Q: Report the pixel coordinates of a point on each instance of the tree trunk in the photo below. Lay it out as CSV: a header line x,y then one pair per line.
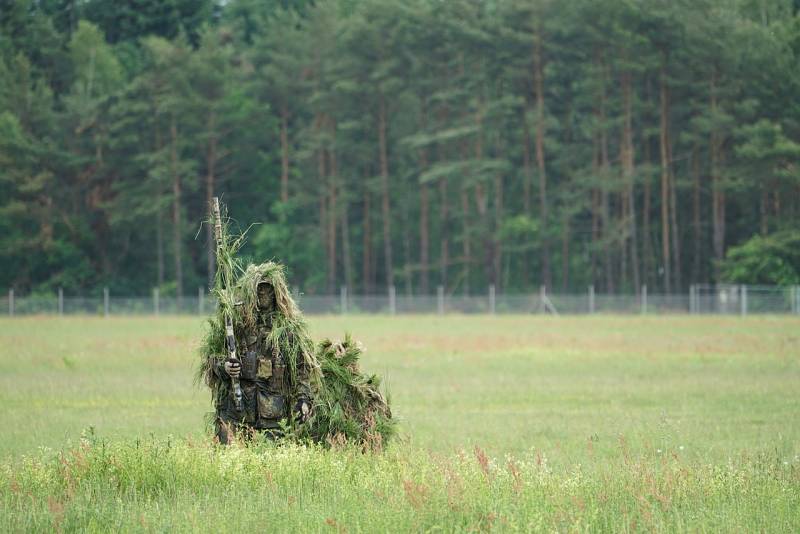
x,y
347,259
676,245
647,246
565,237
697,230
605,204
159,248
176,210
717,191
367,245
526,193
444,233
538,79
628,172
385,207
332,213
467,239
424,238
407,274
497,250
211,164
665,171
284,153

### PROMPT
Change "tree trunk" to "utility pole" throughout the items above, keeping everything else the same. Leave the pictures out of your answer.

### FULL SOLUTION
Q: Report the pixel coordinates of a point on each instance of the utility pole in the photo below. Lay it out as CSV: a header line x,y then one pair per line.
x,y
347,259
676,245
647,246
565,237
697,230
605,204
159,248
176,210
717,191
367,245
526,193
444,233
538,79
628,172
385,207
332,213
467,239
424,238
407,274
497,250
211,164
665,171
284,153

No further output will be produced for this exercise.